● Task statement
Please answer these questions from the abstract below on the NF-κB signaling model.
1. From how many equations to how many was the existing model reduced?
2. Which two factors mediate the negative feedback loops kept in the reduced model?
3. Measurements of how many model variables make the resulting model identifiable?

A plausible identifiable model of the canonical NF-κB signaling pathway

An overwhelming majority of mathematical models of regulatory pathways, including the intensively studied NF-kappa B pathway, remains non-identifiable, meaning that their parameters may not be determined by existing data. The existing NF-kappa B models that are capable of reproducing experimental data contain non-identifiable parameters, whereas simplified models with a smaller number of parameters exhibit dynamics that differs from that observed in experiments. Here, we reduced an existing model of the canonical NF-kappa B pathway by decreasing the number of equations from 15 to 6. The reduced model retains two negative feedback loops mediated by I kappa B alpha and A20, and in response to both tonic and pulsatile TNF stimulation exhibits dynamics that closely follow that of the original model. We carried out the sensitivity-based linear analysis and Monte Carlo-based analysis to demonstrate that the resulting model is both structurally and practically identifiable given measurements of 5 model variables from a simple TNF stimulation protocol. The reduced model is capable of reproducing different types of responses that are characteristic to regulatory motifs controlled by negative feedback loops: nearly-perfect adaptation as well as damped and sustained oscillations. It can serve as a building block of more comprehensive models of the immune response and cancer, where NF-kappa B plays a decisive role. Our approach, although may not be automatically generalized, suggests that models of other regulatory pathways can be transformed to identifiable, while retaining their dynamical features.

● Information given
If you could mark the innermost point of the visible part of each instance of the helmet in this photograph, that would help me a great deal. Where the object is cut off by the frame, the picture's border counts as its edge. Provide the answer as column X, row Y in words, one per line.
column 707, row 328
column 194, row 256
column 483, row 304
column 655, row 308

---

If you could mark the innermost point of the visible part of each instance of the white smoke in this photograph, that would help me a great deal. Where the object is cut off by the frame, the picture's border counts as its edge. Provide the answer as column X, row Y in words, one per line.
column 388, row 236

--

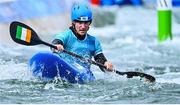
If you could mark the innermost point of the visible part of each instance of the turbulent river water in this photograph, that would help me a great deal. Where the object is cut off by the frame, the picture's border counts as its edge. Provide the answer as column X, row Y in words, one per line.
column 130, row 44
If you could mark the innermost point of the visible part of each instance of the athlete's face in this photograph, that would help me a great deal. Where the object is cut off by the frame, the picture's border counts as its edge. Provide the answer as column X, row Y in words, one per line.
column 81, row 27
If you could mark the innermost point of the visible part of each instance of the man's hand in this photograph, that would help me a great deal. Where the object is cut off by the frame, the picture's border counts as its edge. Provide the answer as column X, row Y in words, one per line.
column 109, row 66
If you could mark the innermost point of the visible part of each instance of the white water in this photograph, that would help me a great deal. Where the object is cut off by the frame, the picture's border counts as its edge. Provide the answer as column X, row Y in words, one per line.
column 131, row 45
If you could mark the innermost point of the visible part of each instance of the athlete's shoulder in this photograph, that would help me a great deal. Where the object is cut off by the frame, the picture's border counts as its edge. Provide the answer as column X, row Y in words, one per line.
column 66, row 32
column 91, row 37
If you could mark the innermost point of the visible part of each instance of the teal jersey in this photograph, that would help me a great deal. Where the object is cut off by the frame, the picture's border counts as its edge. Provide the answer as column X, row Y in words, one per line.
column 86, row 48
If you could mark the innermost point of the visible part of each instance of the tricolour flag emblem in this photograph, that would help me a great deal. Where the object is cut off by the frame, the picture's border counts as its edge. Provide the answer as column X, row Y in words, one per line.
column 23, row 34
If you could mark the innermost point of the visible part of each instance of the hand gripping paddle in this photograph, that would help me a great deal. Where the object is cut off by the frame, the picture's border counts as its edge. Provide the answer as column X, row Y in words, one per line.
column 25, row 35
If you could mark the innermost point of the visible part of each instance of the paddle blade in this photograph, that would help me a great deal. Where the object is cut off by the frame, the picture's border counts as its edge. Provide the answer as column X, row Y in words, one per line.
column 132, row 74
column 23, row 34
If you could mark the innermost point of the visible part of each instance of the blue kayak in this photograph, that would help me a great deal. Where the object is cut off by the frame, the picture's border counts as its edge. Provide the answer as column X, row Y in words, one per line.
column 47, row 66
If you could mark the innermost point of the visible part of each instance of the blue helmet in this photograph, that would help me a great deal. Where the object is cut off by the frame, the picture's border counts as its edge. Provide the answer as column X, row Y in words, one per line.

● Written response
1. From 15 to 6.
2. I kappa B alpha and A20.
3. 5.